Extract to read:
Oh my god. It's full of code!

Posts tagged “Import

Salesforce Apex CSV Parsing to sObject

So for a recent project I’ve been working on, a person wants to be able to email in a small CSV file to an automated bot. The bot will extract the attachment, iterate through the data and import the data. So of course first I had to get together a CSV parser. Thankfully that was already handled by the awesome people over at the developer force wiki. So first, grab their Apex CSV parser. So that returns a list of a list of strings. Each list entry is a list of the values in that row. So now while this is nice, it’s still not idea for importing. You need to convert that data into an sObject, or a list of them. So I drafted this little function that works in tandem with the first one. You can pass it that data you get from the first parser, and the type of sObject you want to serialize the data into and it will give you back a list of sObjects. Some things to note about this function.

Instructions:
1. Answer these questions using the blog post:
(a) What does the Apex CSV parser return?
(b) Who had already handled the CSV parser, according to the blog post?
(c) What two things can be passed to the function the author drafted?
2. Tally the lines in the entries that contain the word "floor", and give only the number.
The blog post and the entries bear no relation to one another.

(Coordinate annotation entries)

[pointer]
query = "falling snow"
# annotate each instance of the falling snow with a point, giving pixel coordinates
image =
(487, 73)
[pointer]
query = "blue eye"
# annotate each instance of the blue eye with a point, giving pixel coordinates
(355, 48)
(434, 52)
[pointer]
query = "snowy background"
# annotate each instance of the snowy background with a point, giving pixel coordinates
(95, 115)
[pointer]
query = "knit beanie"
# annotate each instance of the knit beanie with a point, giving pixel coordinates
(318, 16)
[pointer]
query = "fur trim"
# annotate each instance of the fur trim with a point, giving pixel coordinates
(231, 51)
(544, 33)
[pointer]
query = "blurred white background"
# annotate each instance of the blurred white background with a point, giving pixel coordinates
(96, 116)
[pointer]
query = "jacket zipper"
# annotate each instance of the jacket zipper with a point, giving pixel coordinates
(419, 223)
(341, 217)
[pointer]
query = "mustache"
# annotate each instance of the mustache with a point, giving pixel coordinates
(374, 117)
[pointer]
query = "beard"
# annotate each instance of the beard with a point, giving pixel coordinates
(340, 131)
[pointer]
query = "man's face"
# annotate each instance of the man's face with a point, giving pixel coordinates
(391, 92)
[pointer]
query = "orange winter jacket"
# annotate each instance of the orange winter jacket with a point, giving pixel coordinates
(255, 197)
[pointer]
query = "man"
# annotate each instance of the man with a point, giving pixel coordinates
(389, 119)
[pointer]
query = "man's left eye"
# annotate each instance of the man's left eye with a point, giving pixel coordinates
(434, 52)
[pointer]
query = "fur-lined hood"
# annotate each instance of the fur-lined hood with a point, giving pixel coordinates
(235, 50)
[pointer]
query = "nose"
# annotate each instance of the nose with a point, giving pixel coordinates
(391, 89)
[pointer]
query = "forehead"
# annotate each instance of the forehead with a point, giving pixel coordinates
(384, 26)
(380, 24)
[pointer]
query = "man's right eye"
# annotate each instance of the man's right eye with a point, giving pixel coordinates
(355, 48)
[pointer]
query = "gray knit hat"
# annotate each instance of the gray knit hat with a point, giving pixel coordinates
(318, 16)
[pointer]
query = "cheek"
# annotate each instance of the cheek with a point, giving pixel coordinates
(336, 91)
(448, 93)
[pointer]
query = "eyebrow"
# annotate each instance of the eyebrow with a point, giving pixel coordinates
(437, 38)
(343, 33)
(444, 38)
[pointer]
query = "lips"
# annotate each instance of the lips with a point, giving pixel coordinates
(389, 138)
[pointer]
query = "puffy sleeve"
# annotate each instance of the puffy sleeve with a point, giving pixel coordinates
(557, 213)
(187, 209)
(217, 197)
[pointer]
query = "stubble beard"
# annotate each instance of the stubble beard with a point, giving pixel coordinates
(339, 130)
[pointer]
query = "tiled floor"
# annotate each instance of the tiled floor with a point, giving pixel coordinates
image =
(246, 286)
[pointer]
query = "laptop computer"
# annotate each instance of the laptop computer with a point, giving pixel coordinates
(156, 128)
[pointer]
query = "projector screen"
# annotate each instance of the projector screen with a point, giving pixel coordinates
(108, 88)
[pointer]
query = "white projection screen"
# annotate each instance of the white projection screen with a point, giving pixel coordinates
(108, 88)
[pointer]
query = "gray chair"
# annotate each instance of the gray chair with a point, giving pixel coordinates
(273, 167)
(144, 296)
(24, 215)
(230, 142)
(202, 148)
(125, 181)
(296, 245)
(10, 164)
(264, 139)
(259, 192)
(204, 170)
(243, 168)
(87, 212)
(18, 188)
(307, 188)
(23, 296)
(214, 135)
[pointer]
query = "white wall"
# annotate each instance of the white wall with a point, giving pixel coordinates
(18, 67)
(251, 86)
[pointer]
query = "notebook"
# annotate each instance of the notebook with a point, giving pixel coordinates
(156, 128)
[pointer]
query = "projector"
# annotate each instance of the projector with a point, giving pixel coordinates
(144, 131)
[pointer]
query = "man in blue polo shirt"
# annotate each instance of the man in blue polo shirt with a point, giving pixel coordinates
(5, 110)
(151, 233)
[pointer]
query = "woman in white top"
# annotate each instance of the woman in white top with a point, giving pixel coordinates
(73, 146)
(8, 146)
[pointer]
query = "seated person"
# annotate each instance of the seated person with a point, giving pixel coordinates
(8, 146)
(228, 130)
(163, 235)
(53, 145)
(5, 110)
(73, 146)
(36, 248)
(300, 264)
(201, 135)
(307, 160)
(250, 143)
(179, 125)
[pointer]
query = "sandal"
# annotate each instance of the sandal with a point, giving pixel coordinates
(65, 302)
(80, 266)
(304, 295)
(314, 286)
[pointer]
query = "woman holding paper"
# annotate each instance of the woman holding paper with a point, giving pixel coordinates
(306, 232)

Complete answers:
1.
(a) A list of a list of strings, in which each list entry is a list of the values in that row.
(b) The people over at the developer force wiki.
(c) The data obtained from the first parser and the type of sObject into which the data should be serialized.

2. 2